* ACTIVITY *
Transcribe all of the records word for word, but omit the pictures.

* MATERIALS PROVIDED *
Segment Open
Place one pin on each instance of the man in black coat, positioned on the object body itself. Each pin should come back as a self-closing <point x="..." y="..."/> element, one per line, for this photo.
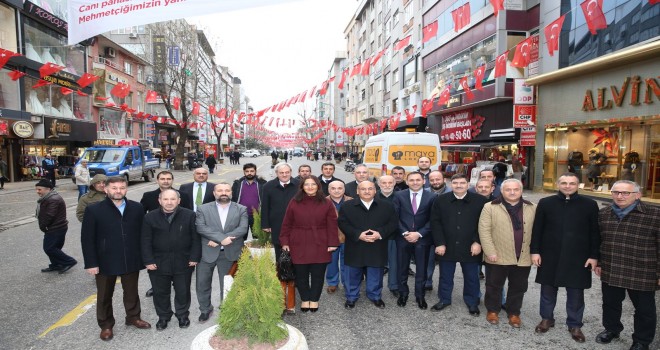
<point x="171" y="248"/>
<point x="368" y="224"/>
<point x="275" y="198"/>
<point x="110" y="240"/>
<point x="565" y="247"/>
<point x="454" y="223"/>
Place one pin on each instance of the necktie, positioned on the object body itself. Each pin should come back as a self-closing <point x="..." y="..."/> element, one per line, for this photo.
<point x="414" y="202"/>
<point x="198" y="199"/>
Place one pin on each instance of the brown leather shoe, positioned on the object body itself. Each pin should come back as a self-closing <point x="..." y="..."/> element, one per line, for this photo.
<point x="106" y="334"/>
<point x="576" y="334"/>
<point x="514" y="321"/>
<point x="492" y="317"/>
<point x="138" y="323"/>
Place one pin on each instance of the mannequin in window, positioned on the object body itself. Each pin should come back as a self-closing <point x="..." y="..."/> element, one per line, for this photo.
<point x="596" y="165"/>
<point x="575" y="163"/>
<point x="631" y="162"/>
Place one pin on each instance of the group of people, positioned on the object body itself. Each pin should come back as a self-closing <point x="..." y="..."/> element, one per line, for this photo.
<point x="350" y="232"/>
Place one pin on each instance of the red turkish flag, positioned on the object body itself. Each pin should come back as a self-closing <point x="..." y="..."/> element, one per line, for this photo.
<point x="152" y="97"/>
<point x="120" y="90"/>
<point x="461" y="17"/>
<point x="356" y="69"/>
<point x="429" y="31"/>
<point x="593" y="13"/>
<point x="551" y="32"/>
<point x="15" y="75"/>
<point x="466" y="88"/>
<point x="5" y="55"/>
<point x="402" y="43"/>
<point x="523" y="53"/>
<point x="86" y="79"/>
<point x="479" y="77"/>
<point x="500" y="64"/>
<point x="497" y="6"/>
<point x="344" y="76"/>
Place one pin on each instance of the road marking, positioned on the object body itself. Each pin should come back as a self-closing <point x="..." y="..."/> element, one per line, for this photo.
<point x="73" y="315"/>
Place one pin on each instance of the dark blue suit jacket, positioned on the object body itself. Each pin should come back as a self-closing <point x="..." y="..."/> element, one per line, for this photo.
<point x="419" y="222"/>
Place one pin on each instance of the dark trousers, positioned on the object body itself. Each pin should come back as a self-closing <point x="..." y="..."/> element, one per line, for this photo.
<point x="404" y="251"/>
<point x="496" y="276"/>
<point x="470" y="282"/>
<point x="53" y="243"/>
<point x="105" y="286"/>
<point x="162" y="288"/>
<point x="574" y="304"/>
<point x="306" y="272"/>
<point x="645" y="318"/>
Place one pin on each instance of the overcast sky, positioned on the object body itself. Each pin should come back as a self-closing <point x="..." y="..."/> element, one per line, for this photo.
<point x="281" y="50"/>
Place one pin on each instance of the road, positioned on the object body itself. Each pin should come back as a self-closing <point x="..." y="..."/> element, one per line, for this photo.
<point x="51" y="311"/>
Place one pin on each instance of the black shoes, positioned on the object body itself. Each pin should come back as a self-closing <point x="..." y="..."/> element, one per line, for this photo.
<point x="474" y="310"/>
<point x="161" y="324"/>
<point x="439" y="306"/>
<point x="605" y="337"/>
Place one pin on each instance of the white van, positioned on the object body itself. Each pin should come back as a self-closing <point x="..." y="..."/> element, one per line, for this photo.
<point x="385" y="151"/>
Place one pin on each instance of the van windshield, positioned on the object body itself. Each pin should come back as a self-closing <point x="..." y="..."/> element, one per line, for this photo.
<point x="104" y="156"/>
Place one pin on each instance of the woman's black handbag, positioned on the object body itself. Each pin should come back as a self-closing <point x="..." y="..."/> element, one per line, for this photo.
<point x="285" y="269"/>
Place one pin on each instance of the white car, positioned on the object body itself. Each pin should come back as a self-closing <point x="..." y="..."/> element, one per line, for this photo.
<point x="251" y="153"/>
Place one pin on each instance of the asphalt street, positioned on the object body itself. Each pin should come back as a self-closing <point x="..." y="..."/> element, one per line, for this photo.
<point x="52" y="311"/>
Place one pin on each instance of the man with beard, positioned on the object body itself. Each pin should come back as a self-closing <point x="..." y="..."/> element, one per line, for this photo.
<point x="222" y="225"/>
<point x="110" y="240"/>
<point x="247" y="191"/>
<point x="170" y="250"/>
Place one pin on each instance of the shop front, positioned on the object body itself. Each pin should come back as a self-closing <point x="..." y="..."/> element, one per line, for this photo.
<point x="603" y="126"/>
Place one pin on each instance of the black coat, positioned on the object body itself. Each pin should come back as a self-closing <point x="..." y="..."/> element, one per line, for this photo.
<point x="455" y="224"/>
<point x="170" y="245"/>
<point x="355" y="218"/>
<point x="110" y="240"/>
<point x="274" y="200"/>
<point x="150" y="200"/>
<point x="566" y="234"/>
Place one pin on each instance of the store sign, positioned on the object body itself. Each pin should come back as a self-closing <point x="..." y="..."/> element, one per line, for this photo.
<point x="23" y="129"/>
<point x="457" y="126"/>
<point x="523" y="94"/>
<point x="528" y="136"/>
<point x="615" y="97"/>
<point x="524" y="116"/>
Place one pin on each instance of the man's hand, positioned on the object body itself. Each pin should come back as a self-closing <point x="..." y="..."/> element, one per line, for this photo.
<point x="227" y="241"/>
<point x="475" y="248"/>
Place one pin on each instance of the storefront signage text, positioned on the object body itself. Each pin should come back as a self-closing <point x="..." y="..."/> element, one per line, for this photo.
<point x="618" y="95"/>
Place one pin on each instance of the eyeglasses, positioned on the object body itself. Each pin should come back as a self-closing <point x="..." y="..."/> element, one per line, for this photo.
<point x="623" y="193"/>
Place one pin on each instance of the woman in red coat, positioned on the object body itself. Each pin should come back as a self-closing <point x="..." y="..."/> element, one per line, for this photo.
<point x="309" y="232"/>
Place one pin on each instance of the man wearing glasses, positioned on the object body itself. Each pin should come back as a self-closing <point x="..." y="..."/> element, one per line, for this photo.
<point x="629" y="262"/>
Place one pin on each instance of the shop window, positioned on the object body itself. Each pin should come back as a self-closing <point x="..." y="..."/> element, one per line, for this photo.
<point x="8" y="91"/>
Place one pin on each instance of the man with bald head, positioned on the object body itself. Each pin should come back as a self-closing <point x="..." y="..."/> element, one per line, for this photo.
<point x="171" y="249"/>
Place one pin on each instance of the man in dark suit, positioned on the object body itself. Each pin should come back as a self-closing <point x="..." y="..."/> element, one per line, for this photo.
<point x="221" y="224"/>
<point x="110" y="241"/>
<point x="170" y="250"/>
<point x="199" y="191"/>
<point x="368" y="223"/>
<point x="413" y="207"/>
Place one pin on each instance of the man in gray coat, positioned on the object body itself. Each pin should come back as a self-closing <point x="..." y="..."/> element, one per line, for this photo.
<point x="222" y="225"/>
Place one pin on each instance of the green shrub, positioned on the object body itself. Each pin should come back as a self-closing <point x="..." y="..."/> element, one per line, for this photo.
<point x="253" y="306"/>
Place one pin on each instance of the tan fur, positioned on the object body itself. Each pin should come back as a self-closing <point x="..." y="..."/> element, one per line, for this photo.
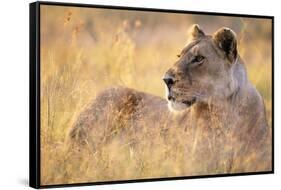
Segment Closed
* RESULT FOR THIS TASK *
Place one pin on each instance of the man in black coat, positioned on the object body itself. Each pin should come back as a self-closing <point x="..." y="..."/> element, one per line, for this photo.
<point x="171" y="248"/>
<point x="368" y="224"/>
<point x="275" y="198"/>
<point x="110" y="240"/>
<point x="565" y="247"/>
<point x="454" y="223"/>
Place one pin on each instance of the necktie, positioned on the object body itself. Each pin should come back as a self-closing <point x="..." y="..."/> element, one per line, for this photo.
<point x="414" y="202"/>
<point x="198" y="199"/>
Place one pin on each instance of the brown leather shoe, positioned on the object body itself. Each pin should come back as a self-closing <point x="..." y="..."/> element, one per line, for this photo.
<point x="106" y="334"/>
<point x="576" y="334"/>
<point x="514" y="321"/>
<point x="492" y="317"/>
<point x="138" y="323"/>
Place one pin on each instance of the mannequin in window, positioned on the object body itself. Each pin should come back as a self-closing <point x="..." y="..."/> element, one per line, for this photo.
<point x="596" y="165"/>
<point x="575" y="163"/>
<point x="631" y="162"/>
Place one pin on each instance of the group of people, positioned on the object body itself. Each pin should come back as a self-closing <point x="..." y="..."/> element, one per line, for this photo.
<point x="350" y="232"/>
Place one pin on each instance of the red turkish flag, positioned on the object body itself. Each pin should come back as a self-closing <point x="..." y="..."/> element, one per line, for this photo.
<point x="152" y="97"/>
<point x="120" y="90"/>
<point x="461" y="17"/>
<point x="356" y="69"/>
<point x="429" y="31"/>
<point x="593" y="13"/>
<point x="551" y="32"/>
<point x="15" y="75"/>
<point x="466" y="88"/>
<point x="5" y="55"/>
<point x="402" y="43"/>
<point x="523" y="53"/>
<point x="86" y="79"/>
<point x="479" y="77"/>
<point x="500" y="64"/>
<point x="497" y="6"/>
<point x="344" y="76"/>
Place one pin on each instance of the road marking, positioned on the object body itself. Each pin should come back as a self-closing <point x="..." y="..."/> element, one per line, for this photo.
<point x="73" y="315"/>
Place one pin on each instance of the dark blue suit jacket, positioned on the object body itself. Each pin should come back as a self-closing <point x="..." y="..."/> element, one per line, for this photo.
<point x="419" y="222"/>
Place one pin on each instance of the dark trousers, positioned on the object body itself. Each pin should come back as a self-closing <point x="..." y="..."/> element, one per line, for this photo.
<point x="404" y="251"/>
<point x="496" y="276"/>
<point x="470" y="282"/>
<point x="53" y="243"/>
<point x="105" y="286"/>
<point x="162" y="288"/>
<point x="574" y="304"/>
<point x="306" y="272"/>
<point x="645" y="318"/>
Place one pin on each instance of the overcast sky, positioned on the object body itself. Each pin should come back as a self-closing <point x="..." y="..."/> element, one per line, for this photo.
<point x="281" y="50"/>
Place one pin on each instance of the road, positioned on the object body itself. Each pin should come back as a self-closing <point x="..." y="..."/> element, one per line, for this photo.
<point x="51" y="311"/>
Place one pin on each instance of the black shoes, positioned on the object body itself. Each pin should come back as a self-closing <point x="..." y="..."/> element, one per line, for this photo.
<point x="474" y="310"/>
<point x="161" y="324"/>
<point x="439" y="306"/>
<point x="605" y="337"/>
Place one pin on each instance of the white van, positioned on the object body itself. Each pin should come back as a self-closing <point x="..." y="..."/> element, one per line, for this photo.
<point x="385" y="151"/>
Place one pin on each instance of the van windshield, positioned on the object body itself. Each pin should come back as a self-closing <point x="..." y="..."/> element, one per line, for this photo.
<point x="104" y="156"/>
Place one pin on each instance of the woman's black handbag, positioned on the object body itself. Each pin should come back as a self-closing <point x="..." y="..."/> element, one per line, for this photo.
<point x="285" y="269"/>
Place one pin on each instance of the white car, positioned on the object body itself. Each pin should come back as a self-closing <point x="..." y="..."/> element, one per line, for this photo.
<point x="251" y="153"/>
Place one pin on each instance of the asphalt street, positioned on the object body itself. Each pin should come back as a self-closing <point x="..." y="..."/> element, one per line, for this photo.
<point x="52" y="311"/>
Place one pin on each instance of the man with beard, positioned on the object body itself. Each pin should come back as a self-closing <point x="..." y="..."/> element, one per line, for this photo.
<point x="222" y="225"/>
<point x="110" y="240"/>
<point x="247" y="191"/>
<point x="170" y="250"/>
Place one pin on each instance of the shop front, positioned on the object body itself. Each pin should come back as a self-closing <point x="..." y="..."/> element, one per line, for this photo.
<point x="603" y="126"/>
Place one pin on each instance of the black coat, positioned on the object body itself. Each pin should come back as a self-closing <point x="..." y="..."/> element, one per line, for this photo.
<point x="455" y="224"/>
<point x="170" y="245"/>
<point x="355" y="218"/>
<point x="110" y="240"/>
<point x="274" y="200"/>
<point x="150" y="200"/>
<point x="566" y="234"/>
Place one pin on each instance of the store sign, positioned on the object body itself. Each pin should come back as a self-closing <point x="..." y="..."/> element, one per line, for this photo.
<point x="23" y="129"/>
<point x="457" y="126"/>
<point x="523" y="94"/>
<point x="528" y="136"/>
<point x="615" y="97"/>
<point x="524" y="116"/>
Place one pin on each instance of the man's hand, positioned on the object body itself. Each pin should come back as a self-closing <point x="..." y="..."/> element, one per line, for this photo.
<point x="227" y="241"/>
<point x="475" y="248"/>
Place one pin on each instance of the storefront signage text, positioned on the object body itself. Each pin should come back as a self-closing <point x="..." y="..."/> element, one per line, for this photo.
<point x="618" y="95"/>
Place one pin on each instance of the eyeglasses, positioned on the object body itself. Each pin should come back as a self-closing <point x="..." y="..."/> element, one per line, for this photo.
<point x="623" y="193"/>
Place one pin on each instance of the woman in red coat, positioned on the object body itself. Each pin should come back as a self-closing <point x="..." y="..."/> element, one per line, for this photo.
<point x="309" y="232"/>
Place one pin on each instance of the man wearing glasses, positioned on the object body itself. Each pin should come back as a self-closing <point x="..." y="..."/> element, one per line, for this photo.
<point x="629" y="262"/>
Place one pin on each instance of the shop window, positioned on the object body itself. Each pin should come back as a self-closing <point x="..." y="..."/> element, one per line, for this photo.
<point x="8" y="91"/>
Place one pin on each instance of the man with bald head, positioned on the object body itself. Each pin should come back as a self-closing <point x="..." y="..."/> element, one per line, for this photo.
<point x="171" y="249"/>
Place one pin on each instance of the man in dark suit, positioned on the object body itself. Each pin should come back as a self-closing <point x="..." y="..."/> element, one per line, for this photo.
<point x="221" y="224"/>
<point x="110" y="241"/>
<point x="170" y="250"/>
<point x="199" y="191"/>
<point x="368" y="223"/>
<point x="413" y="207"/>
Place one pin on each instance of the man in gray coat, positioned on the object body itself. Each pin should come back as a self-closing <point x="..." y="..."/> element, one per line, for this photo.
<point x="222" y="225"/>
Place one pin on each instance of the green shrub, positioned on the object body itself. Each pin should come back as a self-closing <point x="..." y="..."/> element, one per line, for this photo.
<point x="253" y="306"/>
Place one pin on each instance of the tan fur, positioned on the object body itself. Each pin should come back as a self-closing <point x="..." y="..."/> element, one per line, for this photo.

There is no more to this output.